(begin)

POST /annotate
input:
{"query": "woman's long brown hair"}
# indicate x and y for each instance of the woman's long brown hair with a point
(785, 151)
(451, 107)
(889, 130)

(end)

Edit the material so that every occurrence of "brown hair" becomes "dark hair", and leave everything else unchanged.

POST /annotate
input:
{"query": "woman's long dark hair"}
# indicate x and y for each instance of the woman's long dark hair with a point
(785, 151)
(451, 107)
(889, 130)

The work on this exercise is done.